• [Directions]:
a) In the clicker training article, what do the author's sheep and goats like as a reward?
b) Reproduce the clicker training article from "Author Sue Weaver" up to and including "Sue’s simple tutorial.".
c) Take the clicker training article further, picking up after its last sentence.

• [Source extract]:
## start
Author Sue Weaver rediscovers her love of clicker training — a system for teaching almost any animal, from your backyard cow to the family dog, that’s rewarding for both trainer and trainee. Learn how to clicker train your critters with Sue’s simple tutorial.
I love clicker training. So much so, in fact, that I wrote an Inside Storey piece called Just Click It! in January of 2010. As I’ve recently begun training a new group of goats and sheep, I thought it would be fun to show you how it’s done.
Briefly, clicker training is a gentle, reward-based system. The trainer uses a hand-held clicker to tell her pupil that he’s done well. The clicker signal is quickly followed by a small but tasty treat. Training equipment is minimal and anyone with a basic understanding of how the system works can train any kind of animal to do just about anything. If you doubt it, take a look at Billy, a Soay lamb whose trainer uses milk as a reward.
Then watch Billy and his Border Collie friend performing together. It’s almost magic!
The goat I’m training in these pictures is Tak, a five-month-old ⅜ Lamancha and ⅝ Nubian wether. In his first training session ever, pictured here, he understood targeting within minutes and followed the target on a loose lead in less than five.
Ready to give it a try? All you need is a pupil (goat, sheep, horse, donkey, dog, rabbit, chicken, whatever), a clicker purchased at pet store or online, a target, tiny bits of your pupil’s favorite food for reward — my sheep and goats like animal crackers broken into thirds — and something easily accessible to contain it, such as a carpenter’s apron or a small fanny pack. Targets can be anything large enough to capture your pupil’s attention. I like a marine float on a piece of dowel rod for basic training but a large squeaky toy or even an empty plastic soda bottle will do. Later I teach my pupils to target on my hand.
Take your pupil to a quiet place away from obvious distractions. Click your clicker and hand him a tiny nugget of food. Repeat this for a minute or two until he associates a click with a yummy reward.
## end
• [Records shown]:
## start
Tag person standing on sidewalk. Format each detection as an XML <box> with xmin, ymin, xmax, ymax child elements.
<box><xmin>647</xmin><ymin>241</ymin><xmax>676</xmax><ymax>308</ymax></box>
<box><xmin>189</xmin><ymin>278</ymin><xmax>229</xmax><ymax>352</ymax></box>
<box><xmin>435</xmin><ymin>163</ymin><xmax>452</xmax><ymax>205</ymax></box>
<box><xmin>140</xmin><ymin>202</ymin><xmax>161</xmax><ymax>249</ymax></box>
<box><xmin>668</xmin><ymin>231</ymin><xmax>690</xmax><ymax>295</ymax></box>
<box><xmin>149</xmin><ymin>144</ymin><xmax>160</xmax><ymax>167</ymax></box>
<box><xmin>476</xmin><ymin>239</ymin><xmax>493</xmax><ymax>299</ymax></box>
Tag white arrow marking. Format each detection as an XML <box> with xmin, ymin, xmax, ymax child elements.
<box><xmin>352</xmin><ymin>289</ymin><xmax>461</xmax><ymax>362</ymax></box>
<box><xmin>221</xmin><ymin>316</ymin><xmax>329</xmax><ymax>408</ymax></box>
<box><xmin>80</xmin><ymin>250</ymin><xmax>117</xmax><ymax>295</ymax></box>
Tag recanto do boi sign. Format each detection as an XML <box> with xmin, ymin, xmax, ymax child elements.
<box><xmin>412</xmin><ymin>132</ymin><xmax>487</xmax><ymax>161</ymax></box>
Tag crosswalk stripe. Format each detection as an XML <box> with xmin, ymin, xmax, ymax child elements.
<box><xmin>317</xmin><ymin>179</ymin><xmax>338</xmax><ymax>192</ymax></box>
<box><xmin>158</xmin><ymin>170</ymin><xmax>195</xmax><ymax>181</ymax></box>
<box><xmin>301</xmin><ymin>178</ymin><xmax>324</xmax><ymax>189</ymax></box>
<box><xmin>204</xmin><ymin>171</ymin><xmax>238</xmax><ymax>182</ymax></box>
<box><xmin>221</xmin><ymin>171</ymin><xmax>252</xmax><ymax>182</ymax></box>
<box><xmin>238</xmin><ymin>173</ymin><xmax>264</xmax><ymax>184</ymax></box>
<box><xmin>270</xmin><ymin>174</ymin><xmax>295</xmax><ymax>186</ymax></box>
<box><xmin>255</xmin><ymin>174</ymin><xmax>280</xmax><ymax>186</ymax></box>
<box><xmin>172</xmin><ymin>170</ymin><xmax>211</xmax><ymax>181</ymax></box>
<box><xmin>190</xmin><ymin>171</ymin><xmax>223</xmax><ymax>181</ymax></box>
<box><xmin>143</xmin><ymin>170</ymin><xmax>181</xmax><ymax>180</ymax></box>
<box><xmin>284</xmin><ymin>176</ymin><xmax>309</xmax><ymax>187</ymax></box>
## end
• [Outputs in order]:
a) Animal crackers broken into thirds.

b)
Author Sue Weaver rediscovers her love of clicker training — a system for teaching almost any animal, from your backyard cow to the family dog, that’s rewarding for both trainer and trainee. Learn how to clicker train your critters with Sue’s simple tutorial.

c)
Next, hold the target where your pupil will accidentally bump it with his nose. The moment he does, click and reward. Don’t demand perfection at first. If his nose touches anyplace on the target, reward him. I’ve trained animals who understood in two or three clicks and others that need several sessions to get it right. Sessions should be short and sweet, five minutes tops.
Once he understands, refine the process. Hold the target up so he has to raise his head to touch it, then down near the ground so he has to lower his head. Once he follows the target, walk with him, rewarding him for following and touching it with his nose.
This is the basis of clicker training. Want him to lead quietly on a loose leash or lead? Hold the target out in front and let him follow it, occasionally slowing so he can touch it and earn a reward. How about stand with his front feet on a pedestal? Hold the target over the pedestal and reward him when he complies. I train my goats to do tricks, pack our camping gear, and pull a cart using clicker training. You can use it to teach a doe to hop up on the milking stand when you point at it or to pick up her feet. If you can think of something and break it into tiny steps that you can click and reward, you can teach it to your animal through clicker training.
Some people who aren’t in the know object to clicker training because they think clicker-trained animals only work for food. Not so. Once a pupil understands the process, click and reward sporadically so that your pupil works hard, wondering which action will earn the reward. It works!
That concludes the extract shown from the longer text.